# Work instructions
Give every line below again, exactly.

# Provided data

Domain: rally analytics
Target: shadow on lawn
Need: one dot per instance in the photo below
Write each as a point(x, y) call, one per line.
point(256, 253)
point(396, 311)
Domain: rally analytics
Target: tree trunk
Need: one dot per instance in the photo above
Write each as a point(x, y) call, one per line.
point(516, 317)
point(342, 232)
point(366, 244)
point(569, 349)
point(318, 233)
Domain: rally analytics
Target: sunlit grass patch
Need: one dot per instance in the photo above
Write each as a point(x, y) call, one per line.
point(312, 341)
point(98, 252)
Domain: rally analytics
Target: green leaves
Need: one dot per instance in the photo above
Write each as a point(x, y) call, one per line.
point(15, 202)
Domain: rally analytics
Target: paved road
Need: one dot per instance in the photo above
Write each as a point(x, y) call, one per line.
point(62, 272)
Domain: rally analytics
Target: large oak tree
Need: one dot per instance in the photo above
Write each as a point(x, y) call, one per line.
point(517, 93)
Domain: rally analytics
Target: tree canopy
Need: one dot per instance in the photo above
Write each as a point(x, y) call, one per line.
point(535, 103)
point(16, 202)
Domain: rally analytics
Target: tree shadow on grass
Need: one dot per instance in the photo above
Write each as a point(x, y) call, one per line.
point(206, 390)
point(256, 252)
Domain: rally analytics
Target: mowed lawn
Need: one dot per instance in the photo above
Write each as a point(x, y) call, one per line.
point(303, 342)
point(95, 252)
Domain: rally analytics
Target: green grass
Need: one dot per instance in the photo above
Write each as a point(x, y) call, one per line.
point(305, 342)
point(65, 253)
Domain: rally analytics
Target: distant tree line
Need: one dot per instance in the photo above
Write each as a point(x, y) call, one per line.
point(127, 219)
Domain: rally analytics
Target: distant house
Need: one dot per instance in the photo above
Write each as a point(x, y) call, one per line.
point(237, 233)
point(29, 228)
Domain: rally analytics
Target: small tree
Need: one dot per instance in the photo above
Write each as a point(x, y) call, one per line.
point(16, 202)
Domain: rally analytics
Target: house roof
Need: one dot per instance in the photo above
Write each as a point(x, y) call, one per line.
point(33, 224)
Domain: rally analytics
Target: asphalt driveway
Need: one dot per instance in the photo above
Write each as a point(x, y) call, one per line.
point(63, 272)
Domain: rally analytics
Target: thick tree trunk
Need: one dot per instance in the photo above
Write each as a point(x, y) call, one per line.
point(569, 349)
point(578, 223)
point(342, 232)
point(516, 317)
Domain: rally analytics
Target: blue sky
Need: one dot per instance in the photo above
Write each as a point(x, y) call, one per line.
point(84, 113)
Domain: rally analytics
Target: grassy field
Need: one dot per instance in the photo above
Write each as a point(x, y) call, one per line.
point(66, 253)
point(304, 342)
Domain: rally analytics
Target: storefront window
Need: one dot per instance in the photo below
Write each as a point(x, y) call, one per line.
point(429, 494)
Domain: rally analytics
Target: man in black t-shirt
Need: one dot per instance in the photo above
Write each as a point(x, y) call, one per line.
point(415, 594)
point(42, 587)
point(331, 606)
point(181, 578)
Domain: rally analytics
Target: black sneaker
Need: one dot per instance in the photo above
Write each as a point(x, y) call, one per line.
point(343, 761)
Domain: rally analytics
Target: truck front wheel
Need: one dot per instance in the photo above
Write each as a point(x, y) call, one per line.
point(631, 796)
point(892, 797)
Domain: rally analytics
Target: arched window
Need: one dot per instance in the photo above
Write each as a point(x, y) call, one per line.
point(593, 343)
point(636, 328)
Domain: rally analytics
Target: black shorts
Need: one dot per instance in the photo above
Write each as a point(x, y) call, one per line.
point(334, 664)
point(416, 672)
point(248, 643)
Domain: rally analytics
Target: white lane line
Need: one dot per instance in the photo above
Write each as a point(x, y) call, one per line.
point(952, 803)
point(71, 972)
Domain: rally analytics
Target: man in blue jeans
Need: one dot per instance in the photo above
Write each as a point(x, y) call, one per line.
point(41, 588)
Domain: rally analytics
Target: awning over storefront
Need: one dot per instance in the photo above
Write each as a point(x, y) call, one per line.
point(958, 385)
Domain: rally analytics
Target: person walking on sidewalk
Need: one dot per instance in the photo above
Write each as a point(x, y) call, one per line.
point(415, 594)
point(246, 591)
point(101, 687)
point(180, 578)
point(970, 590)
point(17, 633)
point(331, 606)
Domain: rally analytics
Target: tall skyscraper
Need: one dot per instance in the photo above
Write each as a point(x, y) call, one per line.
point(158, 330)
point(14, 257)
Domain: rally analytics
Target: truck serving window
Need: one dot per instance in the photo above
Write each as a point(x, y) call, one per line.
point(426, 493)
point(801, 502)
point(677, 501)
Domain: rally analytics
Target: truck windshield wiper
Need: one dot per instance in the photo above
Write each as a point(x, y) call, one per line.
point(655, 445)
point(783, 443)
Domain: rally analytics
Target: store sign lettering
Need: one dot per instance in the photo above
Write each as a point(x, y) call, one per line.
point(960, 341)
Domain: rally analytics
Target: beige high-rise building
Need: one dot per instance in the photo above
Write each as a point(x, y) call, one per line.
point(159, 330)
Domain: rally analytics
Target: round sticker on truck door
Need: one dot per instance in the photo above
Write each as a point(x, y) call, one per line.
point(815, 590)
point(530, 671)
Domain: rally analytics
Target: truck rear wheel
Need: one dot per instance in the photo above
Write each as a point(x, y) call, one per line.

# Result of this exercise
Domain: rally analytics
Target: shadow on lawn
Need: one dot per instance in the photo below
Write each as a point(x, y) call, one per line.
point(256, 253)
point(396, 311)
Domain: rally analytics
Target: tree trunk
Need: one dot per instance in the photo above
Write each as a point(x, y) call, one per line.
point(516, 317)
point(342, 232)
point(366, 244)
point(569, 349)
point(318, 233)
Domain: rally analytics
Target: sunlit grass patch
Need: one dot per instance in the photo above
Write each as a point(x, y) call, one per line.
point(312, 341)
point(98, 252)
Domain: rally analytics
Target: green leaves
Need: one dot per instance in the photo above
Write each as a point(x, y) call, one per line.
point(15, 202)
Domain: rally analytics
Target: paved road
Need: one dot per instance in the photo above
Write each as a point(x, y) call, one per line.
point(62, 272)
Domain: rally analytics
Target: large oak tree
Need: one dot per instance in the photo above
Write each as a point(x, y) call, one per line.
point(517, 93)
Domain: rally analytics
Target: tree canopy
Need: one dot per instance in the photo above
Write each as a point(x, y) call, one per line.
point(535, 103)
point(16, 202)
Domain: rally analytics
Target: tree shadow on grass
Need: one dot per instance in the photo above
Write each as a point(x, y) call, one per line.
point(206, 390)
point(256, 252)
Domain: rally analytics
Target: mowed lawn
Need: one dot per instance in the photo above
Write each as a point(x, y) call, one per line.
point(303, 342)
point(95, 252)
Domain: rally analytics
Target: green grass
Need: one dot per instance in the photo above
Write each as a point(x, y) call, one per line.
point(305, 342)
point(65, 253)
Domain: rally analytics
Target: distant tree line
Need: one dot per instance in the photo above
Write each as a point(x, y) call, one per line.
point(127, 219)
Domain: rally analytics
Target: distant house
Need: one dot per instance in the photo above
Write each as a point(x, y) call, one per line.
point(237, 233)
point(29, 228)
Domain: rally analytics
Target: small tree
Need: one dot per instance in the photo above
Write each as a point(x, y) call, one per line.
point(16, 202)
Domain: rally analytics
Target: house roof
Need: one dot per instance in the photo above
Write each as a point(x, y) call, one per line.
point(33, 224)
Domain: rally analytics
Target: asphalt driveway
Need: one dot per instance in the photo above
Write each as a point(x, y) call, one per line.
point(63, 272)
Domain: rally analytics
Target: thick tree trunk
Need: one dot per instance in the photo above
Write each as a point(x, y) call, one per line.
point(569, 349)
point(578, 223)
point(342, 232)
point(516, 317)
Domain: rally analytics
Target: blue sky
Need: one dot per instance in the photo above
Write each as a point(x, y) call, one per line.
point(84, 113)
Domain: rally analytics
Target: grassy field
Need: one dot per instance in the photo above
Write each as a point(x, y) call, one per line.
point(66, 253)
point(304, 342)
Domain: rally analytics
Target: storefront window
Need: one dot per instance in the photo below
Write each as a point(x, y) call, one per line.
point(429, 494)
Domain: rally analytics
Target: man in black t-shirt
Need: one dot per instance in the photo above
Write each as a point(x, y) call, one per line.
point(415, 594)
point(42, 587)
point(331, 606)
point(181, 578)
Domain: rally analytics
Target: black sneaker
Need: one dot per instance in the photo above
Write each as a point(x, y) call, one per line.
point(343, 761)
Domain: rally analytics
Target: truck front wheel
Need: one dot per instance in the photo above
Write each as a point(x, y) call, one per line.
point(631, 796)
point(892, 797)
Domain: rally analytics
Target: arched window
Need: one dot per instance in the photo above
Write each as a point(x, y) call, one per line.
point(593, 343)
point(636, 328)
Domain: rally analytics
Target: black shorts
Need: one dot per instance in the photo above
Write each as a point(x, y) call, one per line.
point(334, 664)
point(416, 672)
point(248, 643)
Domain: rally analytics
Target: white lane line
Need: one dot per instance in the photo above
Write each as a point(x, y) call, one per line.
point(952, 803)
point(71, 972)
Domain: rally analytics
Target: man in blue jeans
Need: one dot per instance in the photo above
Write each as a point(x, y) call, one per line.
point(41, 588)
Domain: rally analytics
Target: awning over storefront
Need: one dot per instance in the photo above
Write each as a point(x, y) call, one per line.
point(958, 385)
Domain: rally analytics
Target: person walking on sidewalk
Need: one dot per instance in the photo above
Write each as a point(x, y) call, one per line.
point(415, 594)
point(246, 591)
point(101, 687)
point(180, 578)
point(970, 590)
point(17, 633)
point(331, 606)
Domain: rally analytics
Target: tall skyscraper
Need: one dot per instance in the photo above
Write each as a point(x, y) call, one per line.
point(158, 330)
point(14, 257)
Domain: rally analytics
Target: truck serving window
Need: one dot per instance in the photo above
Write each as a point(x, y) call, one per line.
point(426, 493)
point(801, 502)
point(677, 501)
Domain: rally analytics
Target: truck windshield wiper
Need: one dot per instance in the photo above
Write each as a point(x, y) call, one per line.
point(655, 445)
point(783, 443)
Domain: rally analytics
Target: store sign lettering
Need: one dot per instance in the photo above
Write each as a point(x, y) call, one per line.
point(960, 341)
Domain: rally analytics
Target: beige high-rise building
Need: one dot per instance in the photo above
Write each as a point(x, y) call, one per line.
point(159, 330)
Domain: rally analytics
Target: round sticker on truck door
Need: one dot per instance in the photo above
Write each as a point(x, y) call, one per line.
point(815, 590)
point(530, 671)
Domain: rally analytics
Target: truck rear wheel
Need: one dot per instance in the photo above
Write each as a point(x, y) call, one per line.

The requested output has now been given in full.